◆ The task: If a record contains a picture, leave the picture out and reproduce everything else exactly.

◆ Data shown:
★ ★ ★
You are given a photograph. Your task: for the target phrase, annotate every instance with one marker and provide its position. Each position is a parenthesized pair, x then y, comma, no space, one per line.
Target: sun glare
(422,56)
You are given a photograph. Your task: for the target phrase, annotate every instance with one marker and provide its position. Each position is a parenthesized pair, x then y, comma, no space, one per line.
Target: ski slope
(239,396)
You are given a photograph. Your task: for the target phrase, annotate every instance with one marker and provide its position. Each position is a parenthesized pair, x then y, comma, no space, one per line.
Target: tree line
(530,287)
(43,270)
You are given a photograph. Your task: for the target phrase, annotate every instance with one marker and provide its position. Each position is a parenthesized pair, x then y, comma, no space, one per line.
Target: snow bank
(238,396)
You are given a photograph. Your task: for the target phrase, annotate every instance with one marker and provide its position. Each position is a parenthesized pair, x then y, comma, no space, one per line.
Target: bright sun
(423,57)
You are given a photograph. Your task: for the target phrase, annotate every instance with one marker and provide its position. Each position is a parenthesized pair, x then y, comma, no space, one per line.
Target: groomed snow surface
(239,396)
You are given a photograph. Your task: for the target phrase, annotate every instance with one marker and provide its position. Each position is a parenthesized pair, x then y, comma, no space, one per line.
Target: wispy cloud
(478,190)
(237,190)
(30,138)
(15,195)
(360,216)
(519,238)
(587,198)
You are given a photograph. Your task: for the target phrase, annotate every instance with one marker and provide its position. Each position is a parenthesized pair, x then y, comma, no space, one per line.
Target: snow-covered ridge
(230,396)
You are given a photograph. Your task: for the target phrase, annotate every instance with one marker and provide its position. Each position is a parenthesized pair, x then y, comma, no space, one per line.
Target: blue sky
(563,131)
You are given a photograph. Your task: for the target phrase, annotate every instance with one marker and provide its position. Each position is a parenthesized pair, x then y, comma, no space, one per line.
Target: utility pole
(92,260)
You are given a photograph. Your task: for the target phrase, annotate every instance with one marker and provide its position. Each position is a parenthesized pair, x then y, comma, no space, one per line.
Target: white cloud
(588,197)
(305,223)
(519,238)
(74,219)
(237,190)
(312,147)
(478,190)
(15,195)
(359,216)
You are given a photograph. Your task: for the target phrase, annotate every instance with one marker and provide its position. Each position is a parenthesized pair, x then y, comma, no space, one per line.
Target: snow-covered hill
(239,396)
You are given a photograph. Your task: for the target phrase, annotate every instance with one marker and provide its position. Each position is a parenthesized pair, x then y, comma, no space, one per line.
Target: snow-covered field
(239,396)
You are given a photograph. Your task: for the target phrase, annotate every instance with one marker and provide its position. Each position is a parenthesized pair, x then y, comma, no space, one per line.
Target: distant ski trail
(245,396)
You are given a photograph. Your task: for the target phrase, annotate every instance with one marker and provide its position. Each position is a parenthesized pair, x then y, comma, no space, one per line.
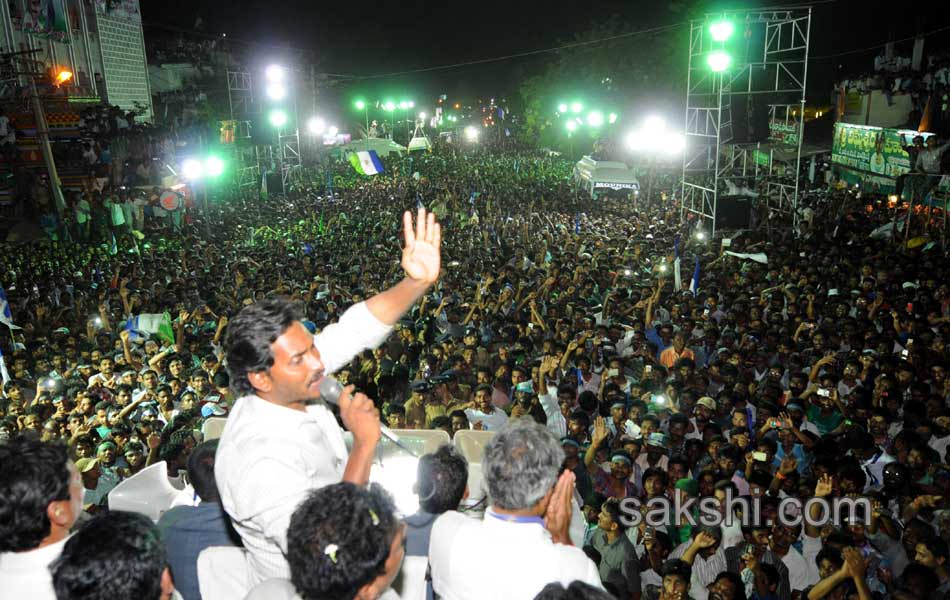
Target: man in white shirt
(484,415)
(40,500)
(279,444)
(522,543)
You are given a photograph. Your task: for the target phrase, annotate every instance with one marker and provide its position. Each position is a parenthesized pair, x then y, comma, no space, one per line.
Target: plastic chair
(213,427)
(410,583)
(471,444)
(147,492)
(223,573)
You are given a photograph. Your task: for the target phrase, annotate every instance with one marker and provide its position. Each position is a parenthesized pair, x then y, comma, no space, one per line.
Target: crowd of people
(781,365)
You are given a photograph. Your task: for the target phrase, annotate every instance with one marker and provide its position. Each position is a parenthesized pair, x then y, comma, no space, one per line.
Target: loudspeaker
(733,212)
(750,118)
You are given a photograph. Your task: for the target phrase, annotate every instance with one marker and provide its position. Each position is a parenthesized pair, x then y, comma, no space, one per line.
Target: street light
(275,73)
(191,169)
(718,61)
(316,125)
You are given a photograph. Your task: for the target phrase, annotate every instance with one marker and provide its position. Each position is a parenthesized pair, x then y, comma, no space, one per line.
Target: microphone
(330,390)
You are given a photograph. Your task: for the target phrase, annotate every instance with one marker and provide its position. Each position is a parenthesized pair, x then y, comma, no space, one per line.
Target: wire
(511,56)
(869,48)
★ ★ ★
◆ Solution to the exercise:
You are given a photograph. Your task: for the target phrase, annotate every instance with one marker and provide its position. Each position is a parenthesized pair, x then y, comma, no space, one per line.
Target: sun glare
(422,56)
You are given a photograph. Your task: for the target phrase, annotate every instance with one marker and provide its position. Each position is a parenthesized pair, x then y, comma, no space, one per line.
Target: ski slope
(239,396)
You are given a photograph. Your task: for the target phrase, annotate every instance with one marker and provide its position. Each position is a parenthesized pair, x then y, comma, no space, one per line.
Target: tree line
(530,287)
(43,270)
You are given a photograph. Your task: for the target phrase, annotate every instance with one marker and provide its position. Each position is a parenthesized pair, x then y, comma, no space, one per line.
Target: snow bank
(238,396)
You are given a photograph. Your task: for the target phrase, annotate every instance with one marker and provide its position. Each position is a parenthesized pair, x then y, comma, no space, one per line.
Target: bright sun
(423,57)
You are given a photograph. Your task: for the target phrase, annotate every instance with one marker and provide its position. Each position is a parenthesized pair, x then y, comma, no space, one per line.
Target: groomed snow surface
(239,396)
You are given a photograph. Your task: for the target phrase, annotate every instance with one marker and provide its position. Each position is a parenthesized pair, x then y, comma, no space, one per line.
Target: wispy cloud
(478,190)
(237,190)
(30,138)
(15,195)
(360,216)
(519,238)
(587,198)
You are given a photograph. Your task: for the target phrase, annotate every instance with one marker and provide its position. Each position is a parenthesized pair, x then y, comma, no space, one per line.
Target: snow-covered ridge
(230,396)
You are given a photograph. Your task: for the target phrase, annotate every instance with one marker and provide its position. Each position is a parenthesized pair, x then y, comma, no space, one per line.
Target: blue sky
(563,131)
You are given a photograph. Your task: for the target phrase, annotate every instance with one marker and provide its position. Each position is a parenthesized pair, x then y, comma, no space, one per line.
Target: utility pole
(92,260)
You are given a photograph. Your task: for the target phrase, annotate every instance with one marker and provide its position. Each position is a parenthesized pair, x then y, comma, no space, one per line.
Target: white cloud
(588,197)
(305,223)
(519,238)
(74,219)
(237,190)
(312,147)
(478,190)
(15,195)
(359,216)
You are given a photograph. Your task: for the target phrase, annotate every instance with one marker and provide its position. Each position is a parenthesized pair, x then y, comma, no space, one per line.
Target: snow-covered hill
(239,396)
You are given a photograph. Your task: for the target phrase, annotate every instance with one marker and provide its position. Each position is a parenthesized pair, x then y, comma, no space, one per line.
Target: snow-covered field
(239,396)
You are given a photograph. Your task: for the target phrase, annotate every instance with one marker and provide its position. Each position is a parenthesized pair, x then y, comma, no space, one per line.
Target: distant ski trail
(245,396)
You are given a photograph. Your task: for the target phrase, annotate every instance with one marker and provide its position. Each position is a parenthesized pair, x then y, comma, no space, one per line.
Target: man in white shirt
(484,415)
(40,500)
(279,444)
(522,543)
You are given a photograph. Your task: for the target phrase, annotate every instance with one marker and provide its position. Each position is a parenthesized pair, x then y, comma, no space, one per line.
Target: plastic chair
(213,427)
(410,583)
(471,444)
(147,492)
(223,573)
You are given a photograph. Your task: for the target phrase, annotate every instance with one marker and provide its position. Each position is a parenthesized pair, x then y, comma, no space, one per line.
Target: crowd of people
(781,365)
You are given a photograph. Your task: for the target phrase, annotate every instance with one marker and provide its position. Each position is a parenthesized pair, x then y, comma, no space, one per line.
Target: loudspeaker
(733,212)
(750,118)
You are given a photograph. Your task: for the target phrase, annotate every instance with one marker and provide its position. Each position is a parenthesized pair, x then y, comma, no space, one per line.
Target: street light
(275,73)
(191,169)
(718,61)
(316,125)
You are given a photograph. Your task: for the target phrase, annotate every instance with one marker and provide its position. Each position is a parenthesized pair, x then y, comma, no space, one per line.
Target: microphone
(330,390)
You are given a photograph. Your task: for the target phrase, annotate every instance with one marker and provide its position. Each position is a parenthesized pair, x then y, comma, no space, one per line.
Target: wire
(511,56)
(869,48)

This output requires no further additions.